(Saved entries)
::::
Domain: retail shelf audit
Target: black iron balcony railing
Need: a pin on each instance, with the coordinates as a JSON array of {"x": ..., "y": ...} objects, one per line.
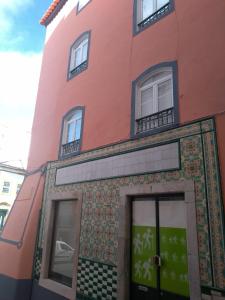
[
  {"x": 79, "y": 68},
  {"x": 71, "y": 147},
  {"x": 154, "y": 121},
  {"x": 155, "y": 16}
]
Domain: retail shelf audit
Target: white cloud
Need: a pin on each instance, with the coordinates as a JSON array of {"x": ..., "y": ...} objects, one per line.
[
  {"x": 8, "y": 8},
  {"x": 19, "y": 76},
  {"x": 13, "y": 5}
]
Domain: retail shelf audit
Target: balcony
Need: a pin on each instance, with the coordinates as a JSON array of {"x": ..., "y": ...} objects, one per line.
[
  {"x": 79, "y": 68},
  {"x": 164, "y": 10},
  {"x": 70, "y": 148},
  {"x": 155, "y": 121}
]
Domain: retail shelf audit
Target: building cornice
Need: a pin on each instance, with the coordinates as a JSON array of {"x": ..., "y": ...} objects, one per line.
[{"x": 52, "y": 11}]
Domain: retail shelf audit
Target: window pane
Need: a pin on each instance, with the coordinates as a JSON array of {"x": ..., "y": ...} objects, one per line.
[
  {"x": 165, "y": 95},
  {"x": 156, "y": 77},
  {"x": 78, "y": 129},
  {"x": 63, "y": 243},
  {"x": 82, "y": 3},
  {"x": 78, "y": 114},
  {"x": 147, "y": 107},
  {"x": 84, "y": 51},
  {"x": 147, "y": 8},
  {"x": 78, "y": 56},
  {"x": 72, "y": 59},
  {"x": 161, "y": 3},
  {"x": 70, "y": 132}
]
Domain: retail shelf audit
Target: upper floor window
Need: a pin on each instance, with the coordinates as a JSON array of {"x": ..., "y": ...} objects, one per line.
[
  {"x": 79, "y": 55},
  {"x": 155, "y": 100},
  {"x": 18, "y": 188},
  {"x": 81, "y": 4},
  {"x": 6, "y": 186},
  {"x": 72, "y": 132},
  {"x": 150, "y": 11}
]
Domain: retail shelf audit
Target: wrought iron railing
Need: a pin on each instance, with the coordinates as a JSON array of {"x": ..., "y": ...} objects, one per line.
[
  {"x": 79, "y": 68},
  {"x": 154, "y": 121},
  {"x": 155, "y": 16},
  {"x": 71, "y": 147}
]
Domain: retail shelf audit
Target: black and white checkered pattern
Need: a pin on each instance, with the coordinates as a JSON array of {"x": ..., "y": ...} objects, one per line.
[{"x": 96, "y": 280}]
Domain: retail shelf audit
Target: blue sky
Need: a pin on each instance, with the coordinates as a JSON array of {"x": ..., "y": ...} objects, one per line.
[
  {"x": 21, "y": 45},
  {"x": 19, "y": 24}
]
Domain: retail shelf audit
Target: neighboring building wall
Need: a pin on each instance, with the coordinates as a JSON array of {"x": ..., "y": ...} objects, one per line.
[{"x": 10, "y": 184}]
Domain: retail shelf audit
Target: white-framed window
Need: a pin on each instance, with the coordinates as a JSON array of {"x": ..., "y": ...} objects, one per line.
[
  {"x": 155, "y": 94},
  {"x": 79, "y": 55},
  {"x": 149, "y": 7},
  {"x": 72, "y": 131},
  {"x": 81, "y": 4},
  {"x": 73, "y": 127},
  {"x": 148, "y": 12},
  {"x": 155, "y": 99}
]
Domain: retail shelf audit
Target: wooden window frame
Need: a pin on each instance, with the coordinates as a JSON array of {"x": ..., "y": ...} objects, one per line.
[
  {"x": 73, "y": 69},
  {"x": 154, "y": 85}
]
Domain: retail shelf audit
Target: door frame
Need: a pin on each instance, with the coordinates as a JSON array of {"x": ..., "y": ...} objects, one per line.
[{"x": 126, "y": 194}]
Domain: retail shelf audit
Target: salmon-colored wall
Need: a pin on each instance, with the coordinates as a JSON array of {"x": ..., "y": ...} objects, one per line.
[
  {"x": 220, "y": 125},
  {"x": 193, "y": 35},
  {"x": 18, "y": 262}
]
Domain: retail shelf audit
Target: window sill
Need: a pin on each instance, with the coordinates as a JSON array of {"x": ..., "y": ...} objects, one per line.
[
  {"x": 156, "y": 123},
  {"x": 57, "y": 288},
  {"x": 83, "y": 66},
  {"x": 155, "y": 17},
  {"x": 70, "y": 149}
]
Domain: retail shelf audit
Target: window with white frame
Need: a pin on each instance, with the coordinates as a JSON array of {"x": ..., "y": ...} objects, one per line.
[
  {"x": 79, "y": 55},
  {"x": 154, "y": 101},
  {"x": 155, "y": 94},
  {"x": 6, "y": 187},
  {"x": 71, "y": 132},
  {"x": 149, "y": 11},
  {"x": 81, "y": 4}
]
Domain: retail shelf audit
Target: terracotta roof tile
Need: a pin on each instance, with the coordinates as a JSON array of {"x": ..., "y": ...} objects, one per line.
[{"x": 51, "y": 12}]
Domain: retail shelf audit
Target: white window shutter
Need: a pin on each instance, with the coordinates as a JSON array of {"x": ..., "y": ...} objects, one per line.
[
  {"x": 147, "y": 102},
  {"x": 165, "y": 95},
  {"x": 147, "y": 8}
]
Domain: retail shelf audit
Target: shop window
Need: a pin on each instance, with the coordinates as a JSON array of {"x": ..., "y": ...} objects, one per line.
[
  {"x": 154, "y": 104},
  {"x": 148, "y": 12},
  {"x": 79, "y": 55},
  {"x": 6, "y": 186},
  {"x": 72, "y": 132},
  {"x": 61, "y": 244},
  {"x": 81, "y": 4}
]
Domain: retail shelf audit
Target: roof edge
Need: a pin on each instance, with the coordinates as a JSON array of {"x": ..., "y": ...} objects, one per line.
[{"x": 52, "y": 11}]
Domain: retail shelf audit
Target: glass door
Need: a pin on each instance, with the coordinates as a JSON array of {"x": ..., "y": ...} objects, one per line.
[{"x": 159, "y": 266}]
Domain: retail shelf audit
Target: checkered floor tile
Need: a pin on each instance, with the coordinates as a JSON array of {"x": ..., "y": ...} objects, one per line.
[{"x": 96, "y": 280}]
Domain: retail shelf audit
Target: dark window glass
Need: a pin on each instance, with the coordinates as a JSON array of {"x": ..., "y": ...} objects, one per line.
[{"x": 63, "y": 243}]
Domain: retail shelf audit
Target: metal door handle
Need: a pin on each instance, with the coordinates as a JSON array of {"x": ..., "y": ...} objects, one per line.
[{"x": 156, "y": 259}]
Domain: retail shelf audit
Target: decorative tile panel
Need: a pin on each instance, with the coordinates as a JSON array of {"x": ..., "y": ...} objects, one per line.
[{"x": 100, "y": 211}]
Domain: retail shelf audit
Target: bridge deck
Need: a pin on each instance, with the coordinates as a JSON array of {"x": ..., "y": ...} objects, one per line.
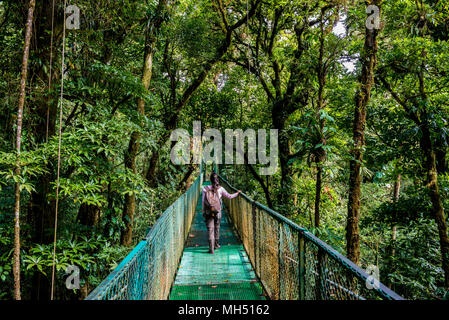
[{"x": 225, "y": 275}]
::::
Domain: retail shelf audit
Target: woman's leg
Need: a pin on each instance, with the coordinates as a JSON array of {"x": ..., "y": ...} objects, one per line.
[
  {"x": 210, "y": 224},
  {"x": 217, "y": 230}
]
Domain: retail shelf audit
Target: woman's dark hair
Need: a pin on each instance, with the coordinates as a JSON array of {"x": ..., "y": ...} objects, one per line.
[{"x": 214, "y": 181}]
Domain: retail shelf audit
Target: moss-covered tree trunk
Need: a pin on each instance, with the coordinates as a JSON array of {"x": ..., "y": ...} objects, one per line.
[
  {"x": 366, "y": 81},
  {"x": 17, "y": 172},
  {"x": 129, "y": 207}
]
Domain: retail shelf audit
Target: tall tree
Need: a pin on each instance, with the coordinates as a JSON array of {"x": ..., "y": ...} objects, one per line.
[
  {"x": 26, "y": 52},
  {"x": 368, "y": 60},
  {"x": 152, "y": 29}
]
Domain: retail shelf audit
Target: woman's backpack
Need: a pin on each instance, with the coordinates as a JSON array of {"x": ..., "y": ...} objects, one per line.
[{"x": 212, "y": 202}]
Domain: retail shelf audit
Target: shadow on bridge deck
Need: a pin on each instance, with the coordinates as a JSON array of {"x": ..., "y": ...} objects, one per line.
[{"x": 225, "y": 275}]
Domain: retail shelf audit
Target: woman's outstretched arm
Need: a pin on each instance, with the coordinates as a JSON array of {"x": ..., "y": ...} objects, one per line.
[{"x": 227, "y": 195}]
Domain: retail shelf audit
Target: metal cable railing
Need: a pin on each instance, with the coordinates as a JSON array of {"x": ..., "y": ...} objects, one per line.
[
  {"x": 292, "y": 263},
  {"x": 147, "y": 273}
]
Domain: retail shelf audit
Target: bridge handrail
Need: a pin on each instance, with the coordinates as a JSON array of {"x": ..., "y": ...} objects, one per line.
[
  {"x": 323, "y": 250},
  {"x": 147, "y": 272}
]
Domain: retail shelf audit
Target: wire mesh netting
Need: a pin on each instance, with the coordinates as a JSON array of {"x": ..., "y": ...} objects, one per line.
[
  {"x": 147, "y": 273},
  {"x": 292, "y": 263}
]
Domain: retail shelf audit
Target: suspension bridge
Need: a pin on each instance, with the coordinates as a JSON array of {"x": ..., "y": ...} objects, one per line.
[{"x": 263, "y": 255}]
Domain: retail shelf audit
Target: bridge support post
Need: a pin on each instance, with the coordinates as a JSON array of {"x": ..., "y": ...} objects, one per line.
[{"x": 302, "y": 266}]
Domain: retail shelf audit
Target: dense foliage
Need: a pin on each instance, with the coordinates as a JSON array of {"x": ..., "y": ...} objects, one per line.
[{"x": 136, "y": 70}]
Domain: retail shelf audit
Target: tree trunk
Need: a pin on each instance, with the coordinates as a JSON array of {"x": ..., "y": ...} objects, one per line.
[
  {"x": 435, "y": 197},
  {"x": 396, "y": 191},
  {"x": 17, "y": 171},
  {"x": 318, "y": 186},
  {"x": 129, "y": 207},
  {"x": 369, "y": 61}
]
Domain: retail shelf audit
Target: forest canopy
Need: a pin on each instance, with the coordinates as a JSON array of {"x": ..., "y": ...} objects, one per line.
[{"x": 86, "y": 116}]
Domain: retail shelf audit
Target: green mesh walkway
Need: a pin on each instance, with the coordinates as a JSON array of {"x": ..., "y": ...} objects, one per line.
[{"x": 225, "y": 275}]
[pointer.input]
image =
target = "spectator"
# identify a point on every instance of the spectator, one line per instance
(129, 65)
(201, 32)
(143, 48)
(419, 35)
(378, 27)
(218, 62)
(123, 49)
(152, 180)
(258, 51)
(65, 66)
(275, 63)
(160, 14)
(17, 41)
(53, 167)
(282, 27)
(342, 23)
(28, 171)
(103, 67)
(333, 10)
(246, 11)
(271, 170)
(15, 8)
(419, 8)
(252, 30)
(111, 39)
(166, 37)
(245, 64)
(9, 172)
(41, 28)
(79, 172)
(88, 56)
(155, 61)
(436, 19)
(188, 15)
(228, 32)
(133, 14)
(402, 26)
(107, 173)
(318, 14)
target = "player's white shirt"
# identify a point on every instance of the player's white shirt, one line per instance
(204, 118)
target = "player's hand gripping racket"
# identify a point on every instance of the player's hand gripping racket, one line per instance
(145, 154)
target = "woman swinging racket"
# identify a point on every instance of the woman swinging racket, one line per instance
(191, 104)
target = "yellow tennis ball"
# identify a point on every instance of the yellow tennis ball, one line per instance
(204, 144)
::::
● **THE TASK**:
When a line of the records has the word "floor", pick it out and copy it.

● **FINISHED EXERCISE**:
Target: upper floor window
Target: checkered floor tile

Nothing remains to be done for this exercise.